- [REQUEST]: Copy out each of the lines below word for word, leaving every one unchanged.
== SOURCE DATA
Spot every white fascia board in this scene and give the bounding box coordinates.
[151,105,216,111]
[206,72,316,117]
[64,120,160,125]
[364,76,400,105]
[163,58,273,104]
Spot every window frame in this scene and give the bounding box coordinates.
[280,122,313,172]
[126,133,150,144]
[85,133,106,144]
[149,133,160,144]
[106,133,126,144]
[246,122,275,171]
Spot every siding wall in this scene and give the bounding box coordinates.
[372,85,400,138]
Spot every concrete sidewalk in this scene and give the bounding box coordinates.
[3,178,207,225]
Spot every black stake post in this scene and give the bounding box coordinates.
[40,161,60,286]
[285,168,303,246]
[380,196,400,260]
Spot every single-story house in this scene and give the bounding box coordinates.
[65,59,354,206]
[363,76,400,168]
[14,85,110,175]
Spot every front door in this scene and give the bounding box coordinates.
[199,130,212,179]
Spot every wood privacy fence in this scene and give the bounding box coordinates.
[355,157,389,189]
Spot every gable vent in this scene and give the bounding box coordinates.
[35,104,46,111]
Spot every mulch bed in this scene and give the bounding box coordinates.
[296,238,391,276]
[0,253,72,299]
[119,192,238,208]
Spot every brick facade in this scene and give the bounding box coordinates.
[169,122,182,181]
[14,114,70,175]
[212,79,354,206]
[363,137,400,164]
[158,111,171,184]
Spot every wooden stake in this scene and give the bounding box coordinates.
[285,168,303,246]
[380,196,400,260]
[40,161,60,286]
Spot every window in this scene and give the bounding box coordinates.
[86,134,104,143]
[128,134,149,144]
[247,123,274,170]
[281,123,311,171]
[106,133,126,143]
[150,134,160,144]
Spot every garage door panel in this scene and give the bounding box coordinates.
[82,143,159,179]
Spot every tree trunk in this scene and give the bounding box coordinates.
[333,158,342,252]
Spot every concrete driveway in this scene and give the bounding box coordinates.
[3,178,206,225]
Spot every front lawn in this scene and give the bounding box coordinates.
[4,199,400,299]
====
- [FULL OUTPUT]:
Spot every white fascia board in this scene and give the bounding box coordinates.
[151,105,216,111]
[206,72,316,117]
[64,120,160,125]
[364,76,400,105]
[163,58,273,104]
Spot every window frame in this scene and give the bounding box coordinates.
[280,122,313,172]
[126,133,150,144]
[85,133,106,144]
[149,133,160,144]
[106,133,126,144]
[246,122,275,171]
Spot every siding wall in this scene and give the bounding box coordinates.
[372,85,400,138]
Spot every concrete sidewalk in this scene and give the bounding box coordinates.
[3,178,207,225]
Spot every black stake post in this scene and give the bounding box coordinates.
[40,161,60,286]
[285,168,303,246]
[380,196,400,260]
Spot every single-story house in this scene and give the bounding box coordinates.
[65,59,354,206]
[363,76,400,168]
[14,85,110,175]
Spot every front door in this scene and give the bounding box coordinates.
[199,130,212,179]
Spot every wood privacy fence in this scene and give the bounding box coordinates.
[355,157,389,189]
Spot every gable vent in this scene and give the bounding box coordinates.
[35,104,46,111]
Spot every mulch bed in this scene and give the bounding box coordinates.
[296,238,391,276]
[0,253,72,299]
[119,192,238,208]
Spot every brick facade in this scene and give the bounding box coordinates.
[169,122,182,181]
[14,114,70,175]
[212,79,354,206]
[363,137,400,164]
[158,111,171,184]
Spot every wooden stake in this scene and give the bounding box coordinates.
[285,168,303,246]
[380,196,400,260]
[40,161,60,286]
Spot every window in this scene and give the bounding box coordinates.
[86,134,104,143]
[128,134,149,144]
[247,123,274,170]
[281,123,311,171]
[106,133,126,143]
[150,134,160,144]
Spot every garage door panel in this scene and give the bounding box coordinates.
[82,143,159,179]
Spot every tree trunk in this scene and give the bounding box coordinates.
[333,158,342,252]
Spot every concrete driveway in this scene and give the bounding box coordinates.
[3,178,206,225]
Spot every front lawn in this scene and give the bounding box coordinates.
[4,199,400,299]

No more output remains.